▶ **Exercise brief**: Your job is to write out each record precisely as it stands.

▶ **Information provided**:

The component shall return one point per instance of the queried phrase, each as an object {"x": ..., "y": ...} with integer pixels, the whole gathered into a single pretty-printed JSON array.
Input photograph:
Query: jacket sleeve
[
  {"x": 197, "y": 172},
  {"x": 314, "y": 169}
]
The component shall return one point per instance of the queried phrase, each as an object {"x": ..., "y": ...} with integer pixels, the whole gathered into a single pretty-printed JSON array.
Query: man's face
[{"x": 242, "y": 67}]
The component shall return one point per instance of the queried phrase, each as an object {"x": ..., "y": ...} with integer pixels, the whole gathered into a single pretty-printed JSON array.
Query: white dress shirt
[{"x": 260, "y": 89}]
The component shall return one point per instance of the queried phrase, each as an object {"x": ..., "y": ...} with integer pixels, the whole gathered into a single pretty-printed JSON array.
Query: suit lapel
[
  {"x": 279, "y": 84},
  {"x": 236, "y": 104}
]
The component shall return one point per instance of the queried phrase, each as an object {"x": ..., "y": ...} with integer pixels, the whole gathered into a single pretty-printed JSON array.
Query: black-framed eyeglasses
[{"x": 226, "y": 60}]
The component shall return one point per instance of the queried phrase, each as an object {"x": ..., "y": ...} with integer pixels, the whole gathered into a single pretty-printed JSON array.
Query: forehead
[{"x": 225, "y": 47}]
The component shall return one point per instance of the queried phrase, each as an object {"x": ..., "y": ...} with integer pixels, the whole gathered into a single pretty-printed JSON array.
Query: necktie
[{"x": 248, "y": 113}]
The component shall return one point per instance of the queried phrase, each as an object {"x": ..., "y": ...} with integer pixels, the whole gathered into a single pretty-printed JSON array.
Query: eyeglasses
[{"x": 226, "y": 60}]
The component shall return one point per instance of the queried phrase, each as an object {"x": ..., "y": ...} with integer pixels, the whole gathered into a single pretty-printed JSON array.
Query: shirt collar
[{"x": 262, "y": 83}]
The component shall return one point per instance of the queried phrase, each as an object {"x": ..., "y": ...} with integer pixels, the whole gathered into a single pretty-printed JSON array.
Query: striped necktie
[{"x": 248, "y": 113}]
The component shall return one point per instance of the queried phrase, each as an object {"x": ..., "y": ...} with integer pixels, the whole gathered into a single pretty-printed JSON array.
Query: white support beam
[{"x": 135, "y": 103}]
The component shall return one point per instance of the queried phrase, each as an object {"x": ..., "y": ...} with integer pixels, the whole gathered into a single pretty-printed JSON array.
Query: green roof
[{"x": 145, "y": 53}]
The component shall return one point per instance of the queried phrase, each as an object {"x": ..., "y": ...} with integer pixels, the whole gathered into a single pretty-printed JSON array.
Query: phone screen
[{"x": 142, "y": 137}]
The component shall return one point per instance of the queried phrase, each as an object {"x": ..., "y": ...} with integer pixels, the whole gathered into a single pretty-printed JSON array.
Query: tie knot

▶ **Result of the task**:
The component shall return one point per instance of the queried phrase, each as an object {"x": ..., "y": ...} with integer pixels, the whole gathered into a single pretty-printed JSON array.
Input photograph:
Query: jacket sleeve
[
  {"x": 197, "y": 172},
  {"x": 314, "y": 169}
]
The component shall return one point per instance of the queried phrase, each as an object {"x": ..., "y": ...} with integer pixels, the whole gathered into a single pretty-printed JSON array.
Query: man's face
[{"x": 242, "y": 67}]
The component shall return one point per instance of the queried phrase, each as an object {"x": ..., "y": ...} with integer pixels, the whole gathered into a single pretty-printed JSON array.
Query: white dress shirt
[{"x": 260, "y": 89}]
The component shall return one point per instance of the queried phrase, each as an object {"x": ..., "y": ...} with integer pixels, the whole gathered into a single pretty-printed JSON array.
Query: suit lapel
[
  {"x": 279, "y": 84},
  {"x": 236, "y": 104}
]
The component shall return one point per instance of the queried phrase, each as an object {"x": ..., "y": ...} with integer pixels, the whole gathered into a single pretty-printed JSON array.
Query: black-framed eyeglasses
[{"x": 226, "y": 60}]
The component shall return one point per instance of the queried phrase, each as an object {"x": ..., "y": ...} with integer pixels, the whole gathered into a single pretty-printed JSON array.
Query: forehead
[{"x": 225, "y": 47}]
The component shall return one point per instance of the queried phrase, each as an object {"x": ..., "y": ...} with integer pixels, the whole gathered into a single pretty-printed JSON array.
Query: necktie
[{"x": 248, "y": 113}]
The component shall return one point per instance of the queried phrase, each as an object {"x": ..., "y": ...} with integer pixels, the whole gathered into a single pretty-printed JSON array.
Query: eyeglasses
[{"x": 226, "y": 60}]
The component shall return one point per instance of the queried phrase, each as an object {"x": ..., "y": ...} with integer pixels, the whole gathered into a single pretty-printed JSON array.
Query: shirt collar
[{"x": 262, "y": 83}]
The component shall return one point per instance of the queried phrase, each as an object {"x": ..., "y": ...} with integer pixels, the whole gathered into a single pretty-printed JSON array.
Query: striped necktie
[{"x": 248, "y": 113}]
The component shall return one point per instance of the queried phrase, each as an object {"x": ..., "y": ...} with integer pixels, the whole gathered into a single pretty-printed JSON array.
Query: white support beam
[{"x": 135, "y": 103}]
The component shall return one point per instance of the queried phrase, each as an object {"x": ..., "y": ...} with integer pixels, the whole gathered into a single pretty-printed JSON array.
Query: green roof
[{"x": 145, "y": 53}]
The component shall return one point per instance of the queried phrase, each as an object {"x": ..., "y": ...} with integer pixels, the whole gathered into a single pretty-printed JSON array.
Query: phone screen
[{"x": 142, "y": 137}]
The component shall return one point per instance of the queried phrase, each as an object {"x": ..., "y": ...} with integer pixels, the whole gathered into a single pretty-printed JSON array.
Query: tie knot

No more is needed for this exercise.